The answer must restate every entry below word for word.

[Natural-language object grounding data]
/---

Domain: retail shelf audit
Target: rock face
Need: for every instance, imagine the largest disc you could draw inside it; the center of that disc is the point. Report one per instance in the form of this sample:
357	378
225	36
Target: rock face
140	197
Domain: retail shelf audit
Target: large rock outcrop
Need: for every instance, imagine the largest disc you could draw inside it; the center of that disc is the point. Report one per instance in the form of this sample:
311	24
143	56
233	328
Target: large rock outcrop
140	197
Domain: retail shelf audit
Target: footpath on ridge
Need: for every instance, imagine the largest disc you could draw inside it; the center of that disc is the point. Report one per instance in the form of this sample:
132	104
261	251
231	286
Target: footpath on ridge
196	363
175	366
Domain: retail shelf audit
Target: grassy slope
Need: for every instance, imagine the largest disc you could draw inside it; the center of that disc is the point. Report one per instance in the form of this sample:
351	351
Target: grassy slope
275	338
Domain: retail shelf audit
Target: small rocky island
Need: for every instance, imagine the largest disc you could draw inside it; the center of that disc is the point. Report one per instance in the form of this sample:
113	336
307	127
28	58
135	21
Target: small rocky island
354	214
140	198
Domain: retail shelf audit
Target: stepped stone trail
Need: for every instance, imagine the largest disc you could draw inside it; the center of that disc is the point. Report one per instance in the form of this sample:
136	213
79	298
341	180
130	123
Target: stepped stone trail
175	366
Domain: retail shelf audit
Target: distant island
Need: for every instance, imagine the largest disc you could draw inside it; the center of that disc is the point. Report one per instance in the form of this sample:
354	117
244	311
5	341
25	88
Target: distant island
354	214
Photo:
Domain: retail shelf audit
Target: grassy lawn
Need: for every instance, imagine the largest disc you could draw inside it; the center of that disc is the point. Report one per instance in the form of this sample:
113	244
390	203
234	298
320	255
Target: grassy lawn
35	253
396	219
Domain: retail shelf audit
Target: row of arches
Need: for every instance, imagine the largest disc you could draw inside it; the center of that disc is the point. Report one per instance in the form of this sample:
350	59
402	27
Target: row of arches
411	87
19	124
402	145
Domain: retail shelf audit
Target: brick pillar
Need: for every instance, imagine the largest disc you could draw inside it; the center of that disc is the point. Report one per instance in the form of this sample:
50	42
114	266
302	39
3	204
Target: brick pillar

\---

__Solution for this exercise__
Domain: retail shelf audit
Target: rock face
Need: for every instance, imagine the largest disc you could draw inside it; the center of that disc is the point. Report one per instance in the form of this sample:
357	378
225	36
Target: rock face
140	197
Domain: retail shelf audit
Target: large rock outcrop
Need: for every instance, imagine the largest disc you could draw inside it; the center of that disc is the point. Report one per instance in the form of this sample:
311	24
143	56
233	328
Target: large rock outcrop
140	197
Domain: retail shelf audit
Target: footpath on ridge
Need: for every instance, imagine the largest disc you could draw inside it; the center of that disc is the point. Report one per instance in the form of this sample:
132	104
261	251
231	286
Target: footpath on ridge
196	363
175	366
Domain: retail shelf audit
Target: grassy slope
Need: for every instance, imagine the largest disc you could draw inside it; the center of that disc is the point. Report one per instance in the form of this sample:
351	351
Target: grassy slope
275	338
Domain: retail shelf audit
Target: small rocky island
Need: for every instance, imagine the largest disc you could draw inside it; the center of that disc is the point. Report one per instance in the form of this sample:
113	336
307	127
28	58
135	21
Target: small rocky island
354	214
140	198
Domain: retail shelf audit
Target: stepped stone trail
Need: for every instance, imagine the largest disc you could draw inside it; the center of that disc is the point. Report one per instance in the form of this sample:
136	213
79	298
341	180
130	123
Target: stepped stone trail
175	366
Domain: retail shelf audit
Target: distant island
Need: for every instance, imagine the largest disc you could draw inside it; the center of that disc is the point. Report one per instance in the form of this sample:
354	117
244	311
5	341
25	88
Target: distant island
354	214
Photo:
Domain: retail shelf audit
Target: grassy lawn
Need: for every instance, imagine the largest disc you could draw inside it; the center of that disc is the point. Report one per instance in the form of this sample:
113	244
390	203
234	298
320	255
Target: grassy lawn
35	253
396	219
Domain: retail shelf audit
Target: row of arches
Need: for every instance, imagine the largest disc you could draw inside it; the center of that disc is the point. Report one per instance in the form of this sample:
350	59
402	27
Target: row of arches
411	87
19	124
402	145
Domain: retail shelf audit
Target: brick pillar
Need: for every instance, imagine the largest disc you could draw inside it; the center of that disc is the point. Report one per instance in the form of this sample:
50	42
114	266
302	39
3	204
Target: brick pillar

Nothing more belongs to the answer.